### Reading passage
Sergio de Castro, a Chilean Chicago School graduate, became the nation's Minister of Finance in 1975. During his six-year tenure, foreign investment increased, restrictions were placed on striking and labor unions, and GDP rose yearly.[129] A foreign exchange program was created between the Catholic University of Chile and the University of Chicago. Many other Chicago School alumni were appointed government posts during and after the Pinochet years; others taught its economic doctrine at Chilean universities. They became known as the Chicago Boys.[130]

Friedman defended his activity in Chile on the grounds that, in his opinion, the adoption of free market policies not only improved the economic situation of Chile but also contributed to the amelioration of Pinochet's rule and to the eventual transition to a democratic government during 1990. That idea is included in Capitalism and Freedom, in which he declared that economic freedom is not only desirable in itself but is also a necessary condition for political freedom. In his 1980 documentary Free to Choose, he said the following: "Chile is not a politically free system, and I do not condone the system. But the people there are freer than the people in Communist societies because government plays a smaller role. ... The conditions of the people in the past few years has been getting better and not worse. They would be still better to get rid of the junta and to be able to have a free democratic system."[131][132] In 1984, Friedman stated that he has "never refrained from criticizing the political system in Chile."[127] In 1991 he said: "I have nothing good to say about the political regime that Pinochet imposed. It was a terrible political regime. The real miracle of Chile is not how well it has done economically; the real miracle of Chile is that a military junta was willing to go against its principles and support a free market regime designed by principled believers in a free market. ... In Chile, the drive for political freedom, that was generated by economic freedom and the resulting economic success, ultimately resulted in a referendum that introduced political democracy. Now, at long last, Chile has all three things: political freedom, human freedom and economic freedom. Chile will continue to be an interesting experiment to watch to see whether it can keep all three or whether, now that it has political freedom, that political freedom will tend to be used to destroy or reduce economic freedom."[133] He stressed that the lectures he gave in Chile were the same lectures he later gave in China and other socialist states.[134] He further stated "I do not consider it as evil for an economist to render technical economic advice to the Chilean Government, any more than I would regard it as evil for a physician to give technical medical advice to the Chilean Government to help end a medical plague."[135]

During the 2000 PBS documentary The Commanding Heights (based on the book), Friedman continued to argue that "free markets would undermine [Pinochet's] political centralization and political control.",[136][137] and that criticism over his role in Chile missed his main contention that freer markets resulted in freer people, and that Chile's unfree economy had caused the military government. Friedman advocated for free markets which undermined "political centralization and political control".[138]

Iceland

Friedman visited Iceland during the autumn of 1984, met with important Icelanders and gave a lecture at the University of Iceland on the "tyranny of the status quo." He participated in a lively television debate on August 31, 1984, with socialist intellectuals, including Ólafur Ragnar Grímsson, who later became the president of Iceland.[139] When they complained that a fee was charged for attending his lecture at the university and that, hitherto, lectures by visiting scholars had been free-of-charge, Friedman replied that previous lectures had not been free-of-charge in a meaningful sense: lectures always have related costs. What mattered was whether attendees or non-attendees covered those costs. Friedman thought that it was fairer that only those who attended paid. In this discussion Friedman also stated that he did not receive any money for delivering that lecture.

### Your goal
In the passage about Friedman's activities in Chile and Iceland, on what date did he take part in a television debate with socialist intellectuals?

### Dataset
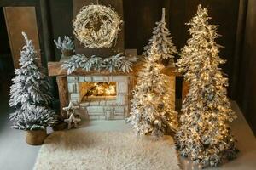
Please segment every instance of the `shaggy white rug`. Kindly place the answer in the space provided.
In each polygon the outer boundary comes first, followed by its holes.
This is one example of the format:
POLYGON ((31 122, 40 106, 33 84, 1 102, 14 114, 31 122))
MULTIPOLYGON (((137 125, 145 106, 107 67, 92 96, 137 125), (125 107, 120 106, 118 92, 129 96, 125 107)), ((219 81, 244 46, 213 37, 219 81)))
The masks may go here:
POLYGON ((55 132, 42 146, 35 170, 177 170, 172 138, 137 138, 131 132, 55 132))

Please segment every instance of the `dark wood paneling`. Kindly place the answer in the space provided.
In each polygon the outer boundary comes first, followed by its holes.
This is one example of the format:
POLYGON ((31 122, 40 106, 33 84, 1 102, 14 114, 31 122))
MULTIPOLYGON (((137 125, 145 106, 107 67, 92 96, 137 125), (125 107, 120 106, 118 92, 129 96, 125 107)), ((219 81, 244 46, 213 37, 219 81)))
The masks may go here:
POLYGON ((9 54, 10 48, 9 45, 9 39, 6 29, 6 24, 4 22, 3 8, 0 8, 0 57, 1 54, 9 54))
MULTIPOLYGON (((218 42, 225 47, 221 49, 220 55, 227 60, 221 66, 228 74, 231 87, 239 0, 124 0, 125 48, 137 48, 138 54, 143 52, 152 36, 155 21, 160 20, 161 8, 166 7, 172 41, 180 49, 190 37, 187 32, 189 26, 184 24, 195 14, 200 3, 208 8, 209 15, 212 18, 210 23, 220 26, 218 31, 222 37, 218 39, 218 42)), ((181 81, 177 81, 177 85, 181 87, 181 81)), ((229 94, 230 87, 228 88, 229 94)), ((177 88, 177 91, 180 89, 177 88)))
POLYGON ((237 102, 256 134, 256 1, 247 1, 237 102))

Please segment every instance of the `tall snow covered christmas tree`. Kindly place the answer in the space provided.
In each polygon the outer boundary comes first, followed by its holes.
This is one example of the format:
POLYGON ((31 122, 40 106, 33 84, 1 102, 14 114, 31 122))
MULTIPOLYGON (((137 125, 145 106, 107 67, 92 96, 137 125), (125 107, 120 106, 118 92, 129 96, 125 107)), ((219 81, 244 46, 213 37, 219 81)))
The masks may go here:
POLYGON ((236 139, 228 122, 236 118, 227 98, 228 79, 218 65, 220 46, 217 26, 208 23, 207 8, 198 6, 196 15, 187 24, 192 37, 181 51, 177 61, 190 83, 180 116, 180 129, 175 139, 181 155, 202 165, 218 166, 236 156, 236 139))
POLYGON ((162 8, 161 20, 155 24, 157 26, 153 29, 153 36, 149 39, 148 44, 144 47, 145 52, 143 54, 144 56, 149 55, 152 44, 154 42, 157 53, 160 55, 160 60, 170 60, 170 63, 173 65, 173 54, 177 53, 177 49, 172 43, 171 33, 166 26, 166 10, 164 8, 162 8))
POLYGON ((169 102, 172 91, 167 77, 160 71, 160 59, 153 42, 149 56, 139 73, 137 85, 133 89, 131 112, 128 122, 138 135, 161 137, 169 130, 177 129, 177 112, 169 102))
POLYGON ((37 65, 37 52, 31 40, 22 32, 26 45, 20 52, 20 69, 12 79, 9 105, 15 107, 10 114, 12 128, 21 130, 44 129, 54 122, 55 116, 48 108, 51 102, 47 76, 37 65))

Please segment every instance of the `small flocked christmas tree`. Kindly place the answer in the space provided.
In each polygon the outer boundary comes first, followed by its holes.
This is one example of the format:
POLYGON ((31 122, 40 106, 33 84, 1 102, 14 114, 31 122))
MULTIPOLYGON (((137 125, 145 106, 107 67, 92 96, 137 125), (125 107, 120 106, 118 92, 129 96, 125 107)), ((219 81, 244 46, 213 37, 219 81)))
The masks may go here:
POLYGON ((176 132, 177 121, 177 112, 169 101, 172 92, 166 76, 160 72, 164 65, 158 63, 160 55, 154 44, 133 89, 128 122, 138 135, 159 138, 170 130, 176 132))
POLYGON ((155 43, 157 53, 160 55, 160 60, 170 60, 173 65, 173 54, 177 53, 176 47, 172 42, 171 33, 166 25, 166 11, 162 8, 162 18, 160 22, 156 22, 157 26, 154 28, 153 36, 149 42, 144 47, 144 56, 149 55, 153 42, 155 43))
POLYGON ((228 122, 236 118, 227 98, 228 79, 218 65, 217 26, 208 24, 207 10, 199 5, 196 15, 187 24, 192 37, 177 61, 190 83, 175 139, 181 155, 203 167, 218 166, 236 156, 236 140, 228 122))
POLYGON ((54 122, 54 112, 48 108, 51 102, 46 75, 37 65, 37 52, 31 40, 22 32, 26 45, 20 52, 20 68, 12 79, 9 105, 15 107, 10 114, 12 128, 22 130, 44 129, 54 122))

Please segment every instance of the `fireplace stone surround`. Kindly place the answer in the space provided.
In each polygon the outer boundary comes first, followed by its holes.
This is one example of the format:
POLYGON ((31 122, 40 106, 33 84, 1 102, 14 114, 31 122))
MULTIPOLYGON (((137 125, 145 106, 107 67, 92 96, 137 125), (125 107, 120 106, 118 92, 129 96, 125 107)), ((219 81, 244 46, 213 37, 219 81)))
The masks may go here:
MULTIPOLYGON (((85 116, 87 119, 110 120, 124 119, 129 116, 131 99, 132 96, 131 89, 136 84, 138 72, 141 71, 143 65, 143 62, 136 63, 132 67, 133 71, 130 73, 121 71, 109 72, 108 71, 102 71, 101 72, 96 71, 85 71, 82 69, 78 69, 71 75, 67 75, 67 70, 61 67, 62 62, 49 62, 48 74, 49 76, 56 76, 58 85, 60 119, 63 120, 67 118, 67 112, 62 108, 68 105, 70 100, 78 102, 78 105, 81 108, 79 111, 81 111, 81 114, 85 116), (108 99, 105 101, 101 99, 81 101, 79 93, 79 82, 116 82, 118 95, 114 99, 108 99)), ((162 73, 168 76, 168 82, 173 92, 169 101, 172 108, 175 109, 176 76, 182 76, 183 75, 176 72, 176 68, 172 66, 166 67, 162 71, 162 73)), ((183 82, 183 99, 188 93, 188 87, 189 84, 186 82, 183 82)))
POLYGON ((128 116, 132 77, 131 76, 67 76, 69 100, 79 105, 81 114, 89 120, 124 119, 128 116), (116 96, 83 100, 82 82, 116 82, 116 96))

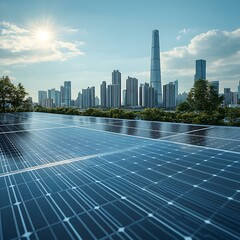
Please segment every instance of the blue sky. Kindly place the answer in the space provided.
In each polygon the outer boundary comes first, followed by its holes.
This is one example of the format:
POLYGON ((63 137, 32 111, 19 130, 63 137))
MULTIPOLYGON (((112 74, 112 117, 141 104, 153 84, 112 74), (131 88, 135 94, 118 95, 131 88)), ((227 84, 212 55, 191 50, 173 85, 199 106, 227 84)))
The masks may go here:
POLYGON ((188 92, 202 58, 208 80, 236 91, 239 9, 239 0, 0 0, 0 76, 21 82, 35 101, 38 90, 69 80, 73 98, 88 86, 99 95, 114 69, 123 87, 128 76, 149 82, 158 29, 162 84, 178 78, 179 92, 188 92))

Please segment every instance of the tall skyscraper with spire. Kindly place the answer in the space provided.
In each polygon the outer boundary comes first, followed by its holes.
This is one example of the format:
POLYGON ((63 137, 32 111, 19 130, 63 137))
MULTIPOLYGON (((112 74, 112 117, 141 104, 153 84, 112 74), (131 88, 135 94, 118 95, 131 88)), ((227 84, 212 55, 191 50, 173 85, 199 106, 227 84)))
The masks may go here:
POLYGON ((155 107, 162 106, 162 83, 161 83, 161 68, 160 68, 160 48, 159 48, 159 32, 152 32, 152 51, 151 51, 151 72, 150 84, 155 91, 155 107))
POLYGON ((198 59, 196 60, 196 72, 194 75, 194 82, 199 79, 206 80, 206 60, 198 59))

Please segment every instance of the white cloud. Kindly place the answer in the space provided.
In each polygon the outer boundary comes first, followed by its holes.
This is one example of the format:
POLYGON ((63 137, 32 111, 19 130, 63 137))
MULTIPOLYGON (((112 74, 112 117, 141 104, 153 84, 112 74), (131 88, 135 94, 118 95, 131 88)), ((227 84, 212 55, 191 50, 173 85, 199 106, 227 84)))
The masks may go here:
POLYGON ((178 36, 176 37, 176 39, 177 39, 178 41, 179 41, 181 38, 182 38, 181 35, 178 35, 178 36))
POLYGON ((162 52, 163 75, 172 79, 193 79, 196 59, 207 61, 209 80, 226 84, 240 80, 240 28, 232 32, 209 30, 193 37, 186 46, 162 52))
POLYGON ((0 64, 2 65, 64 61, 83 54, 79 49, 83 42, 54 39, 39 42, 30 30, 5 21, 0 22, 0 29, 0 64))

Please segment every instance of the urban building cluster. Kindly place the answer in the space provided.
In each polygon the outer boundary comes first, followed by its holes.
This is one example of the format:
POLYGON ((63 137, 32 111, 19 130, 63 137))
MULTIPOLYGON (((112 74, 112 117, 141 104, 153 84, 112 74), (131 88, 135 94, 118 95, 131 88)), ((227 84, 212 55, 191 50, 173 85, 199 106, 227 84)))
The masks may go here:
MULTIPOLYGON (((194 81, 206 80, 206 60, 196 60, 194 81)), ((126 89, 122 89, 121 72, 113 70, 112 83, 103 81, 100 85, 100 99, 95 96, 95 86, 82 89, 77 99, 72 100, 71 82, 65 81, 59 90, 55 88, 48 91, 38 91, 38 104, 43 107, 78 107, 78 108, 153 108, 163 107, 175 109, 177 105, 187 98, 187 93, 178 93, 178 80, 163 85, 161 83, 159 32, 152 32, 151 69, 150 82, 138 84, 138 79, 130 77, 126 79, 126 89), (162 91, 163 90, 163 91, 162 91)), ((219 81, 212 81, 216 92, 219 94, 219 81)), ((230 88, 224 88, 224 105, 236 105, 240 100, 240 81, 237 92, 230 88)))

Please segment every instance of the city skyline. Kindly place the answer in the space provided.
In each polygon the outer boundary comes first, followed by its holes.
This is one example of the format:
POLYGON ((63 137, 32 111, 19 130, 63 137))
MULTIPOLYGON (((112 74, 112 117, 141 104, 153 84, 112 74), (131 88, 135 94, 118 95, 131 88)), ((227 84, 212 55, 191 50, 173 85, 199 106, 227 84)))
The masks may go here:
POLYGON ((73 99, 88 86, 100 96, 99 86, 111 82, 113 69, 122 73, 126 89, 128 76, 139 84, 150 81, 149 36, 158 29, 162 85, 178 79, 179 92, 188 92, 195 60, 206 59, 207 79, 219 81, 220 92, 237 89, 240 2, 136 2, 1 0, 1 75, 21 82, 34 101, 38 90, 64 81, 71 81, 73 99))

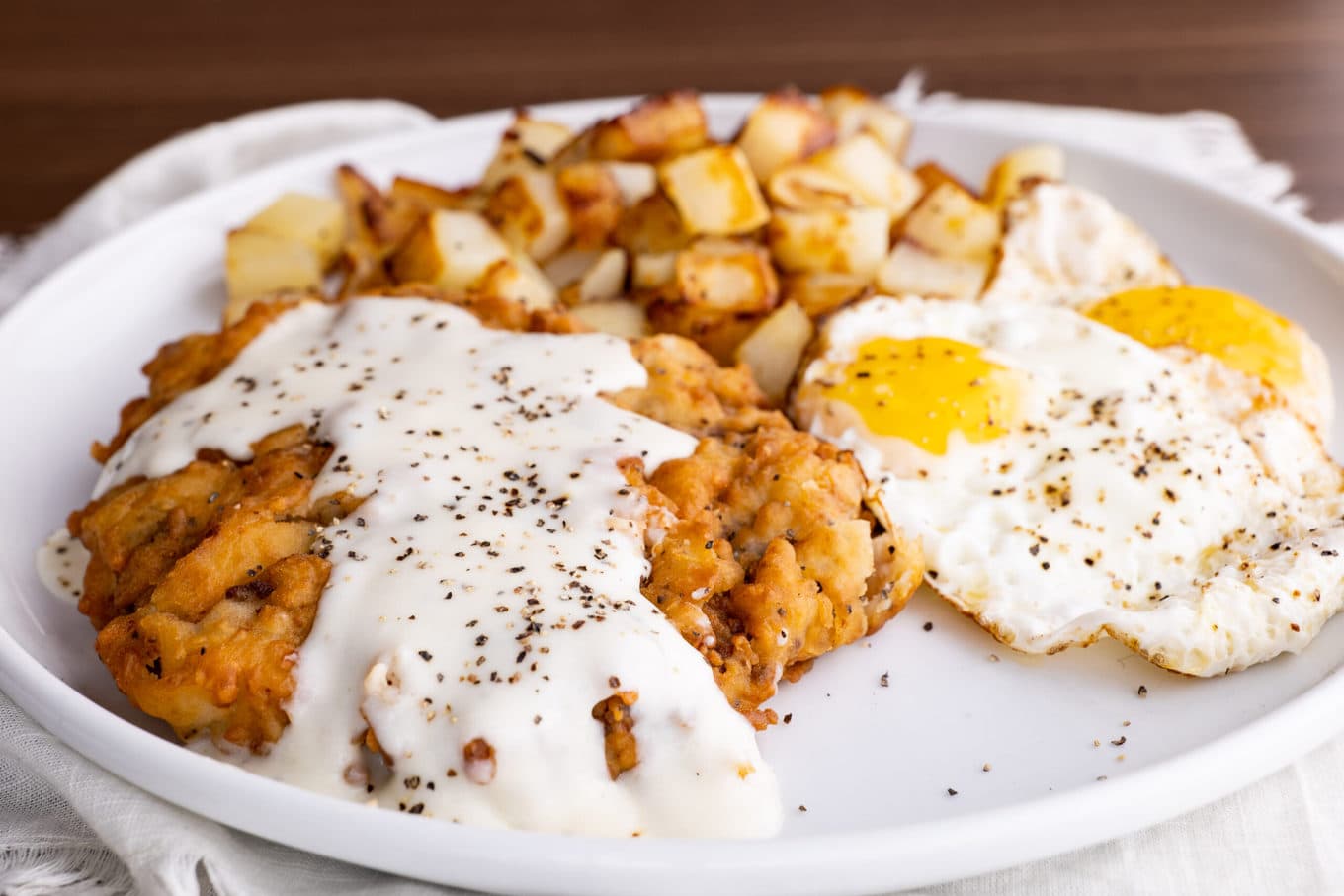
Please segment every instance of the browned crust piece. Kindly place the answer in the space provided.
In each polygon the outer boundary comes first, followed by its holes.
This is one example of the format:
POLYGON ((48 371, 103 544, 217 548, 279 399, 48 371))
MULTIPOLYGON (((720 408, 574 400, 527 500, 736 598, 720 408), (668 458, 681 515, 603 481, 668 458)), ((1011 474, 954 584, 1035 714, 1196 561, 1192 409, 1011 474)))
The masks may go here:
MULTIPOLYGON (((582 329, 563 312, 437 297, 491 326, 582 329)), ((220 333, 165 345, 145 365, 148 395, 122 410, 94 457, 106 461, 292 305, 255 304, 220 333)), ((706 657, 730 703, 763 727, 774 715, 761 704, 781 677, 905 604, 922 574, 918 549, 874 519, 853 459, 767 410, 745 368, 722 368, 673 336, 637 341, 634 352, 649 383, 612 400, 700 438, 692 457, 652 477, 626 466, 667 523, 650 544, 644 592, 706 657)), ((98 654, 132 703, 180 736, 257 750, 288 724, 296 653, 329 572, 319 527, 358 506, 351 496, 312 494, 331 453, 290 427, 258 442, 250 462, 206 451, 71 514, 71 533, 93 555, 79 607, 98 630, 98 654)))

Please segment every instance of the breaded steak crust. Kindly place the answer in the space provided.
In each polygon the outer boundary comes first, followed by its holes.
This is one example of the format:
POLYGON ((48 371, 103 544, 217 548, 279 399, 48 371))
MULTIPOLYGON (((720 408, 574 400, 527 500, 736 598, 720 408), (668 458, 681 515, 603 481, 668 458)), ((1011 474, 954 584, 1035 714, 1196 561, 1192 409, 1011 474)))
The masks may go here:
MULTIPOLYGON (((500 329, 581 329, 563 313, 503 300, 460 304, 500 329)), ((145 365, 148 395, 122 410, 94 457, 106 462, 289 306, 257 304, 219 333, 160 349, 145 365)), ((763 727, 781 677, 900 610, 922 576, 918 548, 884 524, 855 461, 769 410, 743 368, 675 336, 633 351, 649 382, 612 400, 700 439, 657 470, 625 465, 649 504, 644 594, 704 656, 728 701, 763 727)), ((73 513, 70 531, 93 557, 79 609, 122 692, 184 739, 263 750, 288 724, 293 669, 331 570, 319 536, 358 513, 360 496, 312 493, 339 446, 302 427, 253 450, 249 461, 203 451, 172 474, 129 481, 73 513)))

### Response
August 31, 1984.